### Passage shown:
And millions of families will find themselves grappling with the same calculations that Laura’s family was encountering this spring: How far are we able to go, financially and emotionally, to terminate a pregnancy? And, when it’s all done and paid for, how much farther down the socioeconomic ladder will we be?

Forcing women and families to make these choices because a shit-for-brains cluster of politicians have the power to impose their will is archaic and historically criminal. That these actions are legal is only further commentary on the backwardness of so-called States Rights. Inevitably enacting laws whose primary function is to take away rights guaranteed in states better educated, more advanced politically. Laws whose roots and reason exist again and again in attempts to drag people back into servitude based on gender and other equally stupid reasons.

### Data shown:
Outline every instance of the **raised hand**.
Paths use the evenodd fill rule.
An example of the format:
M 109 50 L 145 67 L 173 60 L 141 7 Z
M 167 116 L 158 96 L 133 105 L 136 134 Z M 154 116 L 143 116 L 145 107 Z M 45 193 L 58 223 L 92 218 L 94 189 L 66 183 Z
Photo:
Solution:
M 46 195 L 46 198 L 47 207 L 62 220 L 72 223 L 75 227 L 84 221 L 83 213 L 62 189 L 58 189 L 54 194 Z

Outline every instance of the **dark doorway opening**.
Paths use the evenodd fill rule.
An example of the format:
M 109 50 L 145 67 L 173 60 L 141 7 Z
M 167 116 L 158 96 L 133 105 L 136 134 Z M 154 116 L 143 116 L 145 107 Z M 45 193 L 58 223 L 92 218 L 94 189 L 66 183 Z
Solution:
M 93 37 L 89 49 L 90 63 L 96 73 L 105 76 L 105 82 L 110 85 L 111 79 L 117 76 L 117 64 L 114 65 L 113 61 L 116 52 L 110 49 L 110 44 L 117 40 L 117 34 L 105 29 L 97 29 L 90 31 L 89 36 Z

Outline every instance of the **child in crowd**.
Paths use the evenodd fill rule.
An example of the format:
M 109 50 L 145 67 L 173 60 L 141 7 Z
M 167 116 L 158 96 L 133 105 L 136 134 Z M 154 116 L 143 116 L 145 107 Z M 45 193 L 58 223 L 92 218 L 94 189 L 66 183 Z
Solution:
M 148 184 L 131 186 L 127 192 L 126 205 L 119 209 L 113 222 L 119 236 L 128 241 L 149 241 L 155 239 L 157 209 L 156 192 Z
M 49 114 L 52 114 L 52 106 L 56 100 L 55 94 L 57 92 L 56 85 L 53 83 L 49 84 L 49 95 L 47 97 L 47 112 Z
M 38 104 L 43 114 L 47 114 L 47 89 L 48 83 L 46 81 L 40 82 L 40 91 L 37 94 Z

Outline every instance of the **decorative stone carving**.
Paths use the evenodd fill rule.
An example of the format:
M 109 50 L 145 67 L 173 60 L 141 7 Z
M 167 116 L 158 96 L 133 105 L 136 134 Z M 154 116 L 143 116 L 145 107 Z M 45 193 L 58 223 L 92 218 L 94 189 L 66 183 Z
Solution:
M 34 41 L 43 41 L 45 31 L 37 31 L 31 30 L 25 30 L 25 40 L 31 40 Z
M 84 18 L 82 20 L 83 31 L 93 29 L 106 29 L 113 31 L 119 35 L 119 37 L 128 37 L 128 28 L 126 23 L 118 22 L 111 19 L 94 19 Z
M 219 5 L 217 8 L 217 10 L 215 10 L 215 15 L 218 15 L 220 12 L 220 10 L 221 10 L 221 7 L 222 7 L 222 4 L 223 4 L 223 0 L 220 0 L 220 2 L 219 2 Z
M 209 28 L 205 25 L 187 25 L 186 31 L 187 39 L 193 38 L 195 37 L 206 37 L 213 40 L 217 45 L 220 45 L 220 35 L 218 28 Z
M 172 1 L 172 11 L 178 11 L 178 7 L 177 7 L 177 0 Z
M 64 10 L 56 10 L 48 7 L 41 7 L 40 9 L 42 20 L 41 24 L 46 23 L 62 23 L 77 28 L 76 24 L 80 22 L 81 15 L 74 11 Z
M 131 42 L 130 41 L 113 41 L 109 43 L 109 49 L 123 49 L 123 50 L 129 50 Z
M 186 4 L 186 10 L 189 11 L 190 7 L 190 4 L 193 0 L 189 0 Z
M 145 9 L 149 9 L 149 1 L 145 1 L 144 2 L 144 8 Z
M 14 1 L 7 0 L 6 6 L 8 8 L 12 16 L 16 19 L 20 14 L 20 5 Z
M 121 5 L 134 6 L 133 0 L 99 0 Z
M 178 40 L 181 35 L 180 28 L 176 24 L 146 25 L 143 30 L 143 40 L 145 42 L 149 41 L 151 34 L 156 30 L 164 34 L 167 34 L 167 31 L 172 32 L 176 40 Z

### What is needed:
Please condense the paragraph of the passage on state abortion laws that begins "Forcing women and families" into a shorter version that keeps its main points. Work only from the passage on state abortion laws; the lines play no part here.

### Answer to this problem:
Letting a group of politicians force these choices on women and families is archaic and historically criminal, and the fact that it is legal shows how backward so-called States Rights are. Such laws strip away rights guaranteed in better-educated, more politically advanced states, and they grow out of repeated attempts to push people back into servitude based on gender and other equally stupid reasons.